• _EXERCISE AIM_: Repeat word for word the part of the Grand Mayan airport pick-up thread between "conciergerm@grandmayan.com.mx" and "confirmation and instructions.", inclusive.

# Grand Mayan+ airport pick-up - how do you contact these people??



## daveyboy3 (Oct 16, 2010)

I have tried several avenues to contact the Grand Mayan hotel to arrange for airport pick-up.  I know that it is free but I have written to the Grand Mayan ( I think it is there central reservation area ) three times and recieved nothing back.  Even tried a concierge contact given to me by a person I finally got a hold of from the central service ( groupo maya ) and e-mailed them. Still nothing.  I do not need to arrive with two small children and not have a ride waiting.  Anyone know how to get a hold of these characters so I am not left at the proverbial 'curb'  Thanks fellow tuggers.

 we will be there Nov. 5 to the 19th so if anyone else will be there it is always nice to meet other tuggers.   Dave C.


----------



## Tropical lady (Oct 16, 2010)

Which Grand Mayan location??  The concierge is the point person for this coordination of transportation.  In both instances, for Nuevo and Riviera Maya upcoming reservations for us they have contacted us per email with the form to complete for info for the shuttle drivers.  With this they (the characters as you put it) also give specific instructions of where to go and how to identify the shuttle for Grand Mayan.
Are your owners or renters?  Give location and I can give you the email......


----------



## daveyboy3 (Oct 16, 2010)

*grand mayan _ mayan riviera*

Sorry about that.  I an staying at the Grand Mayan ( mayan riviera )


----------



## John Cummings (Oct 17, 2010)

We have used the free shuttle service to the Grand Mayan - Riviera Maya 4 times with no problems. You have to e-mail the concierge at the Grand Mayan Riviera Maya a few days before your arrival. I sent the e-mail to the following address:

conciergerm@grandmayan.com.mx

You have to include:

1. Your names
2. Your reservation number
3. Airline name, flight number, and arrival time.

They will e-mail you back with a confirmation and instructions.

They always responded within 24 hours.


----------



## daveyboy3 (Oct 17, 2010)

Thanks John. I will give this a try today.


----------



## Tropical lady (Oct 17, 2010)

*try this if any problems.....*

I have a slightly different email if John's does not go through.  It is concierge.cun@grandmayan.com.mx
We have always had the free shuttle without any problems, but you do pay for the return to the airport.  For that you may want to consider a taxi.
Just curious, if you are renting and/or the reservation is in someone else's name, that may be why you are not getting notified.  If that is the case, I would check with customer service to make sure everything is ok with the reservation since you sound skeptical already.  You will really enjoy the resort!

• _EXTRACTED MATERIAL_:
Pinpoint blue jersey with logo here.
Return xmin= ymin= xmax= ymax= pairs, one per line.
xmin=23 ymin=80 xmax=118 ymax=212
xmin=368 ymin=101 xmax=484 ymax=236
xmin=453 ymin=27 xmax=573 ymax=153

• _ANSWER TO THIS PROBLEM_:
conciergerm@grandmayan.com.mx

You have to include:

1. Your names
2. Your reservation number
3. Airline name, flight number, and arrival time.

They will e-mail you back with a confirmation and instructions.